§ **Tarefas propostas**:
**a)** Devolva, do texto sobre o artigo 201, o trecho que vai de "Depois de dezenas" até "Márcia em 2009.".
**b)** No texto sobre o artigo 201, em que dia foi enviado o email à assessoria de imprensa do Denatran?

§ **Bloco de texto**:
_ _ _
Depois de dezenas (de-ze-nas) de emails enviados e telefonemas dados, houve pelo menos um consenso: o que CET e Denatran disseram é que o artigo 201 não é aplicado porque o marronzinho não consegue medir, a olho nu, a distância de 1,5mt. Ok. Não consegue. Então temos aí um problema técnico na redação da lei, confere? Se fosse bem redigido, aplicável e sua infração devidamente autuada nas ruas da cidade, o artigo 201 poderia ajudar a criar a cultura do respeito à distância segura do motorista em relação ao ciclista e, assim, evitar crimes como o cometido contra a Márcia em 2009.
E lá fui eu perguntar, mais uma vez, quem poderia falar sobre essa questão técnica da lei, explicar como essa falha poderia ser solucionada para que o artigo fosse aplicado e os motoristas, de uma vez por todas, passassem a respeitar os ciclistas nas ruas – se não é por respeito à vida humana, que seja pelo medo de tomar multa. “Gostaria de saber o que pode ser feito, do ponto de vista técnico, para que a lei seja passível de ser aplicada pelos agentes de trânsito, se ela precisa ser mudada, se os agentes precisariam de algum aparelho especial, de algum treinamento especial, etc”. Foi isso o que perguntei no email enviado no dia 21 de outubro à assessoria de imprensa do Denatran, em Brasília. No final do email, pedi que me indicassem um técnico para que eu pudesse entrevistá-lo. E vejam que primor de resposta recebi no dia 24 de outubro:
“Sabrina, em atenção à consulta ora formulada, passamos a informar, nos termos a seguir. A operacionalização do art. 201 do Código de Trânsito Brasileiro é bastante difícil, uma vez que há que se observar a distância de um metro e cinquenta. Assim, entendemos que será possível autuar pelo art. 201 do CTB quando for possível a abordagem OU QUANDO OS VEÍCULOS SE ESBARRAREM, DE FORMA QUE FIQUE CARACTERIZADO QUE A DISTÂNCIA NÃO FOI OBSERVADA“. (o negrito e CAPS LOCK são meus).
_ _ _
§ **Trecho de origem**:

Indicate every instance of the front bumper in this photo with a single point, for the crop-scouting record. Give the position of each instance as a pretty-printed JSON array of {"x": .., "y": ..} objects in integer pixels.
_ _ _
§ **Respostas esperadas**:
**a)**
Depois de dezenas (de-ze-nas) de emails enviados e telefonemas dados, houve pelo menos um consenso: o que CET e Denatran disseram é que o artigo 201 não é aplicado porque o marronzinho não consegue medir, a olho nu, a distância de 1,5mt. Ok. Não consegue. Então temos aí um problema técnico na redação da lei, confere? Se fosse bem redigido, aplicável e sua infração devidamente autuada nas ruas da cidade, o artigo 201 poderia ajudar a criar a cultura do respeito à distância segura do motorista em relação ao ciclista e, assim, evitar crimes como o cometido contra a Márcia em 2009.

**b)** No dia 21 de outubro.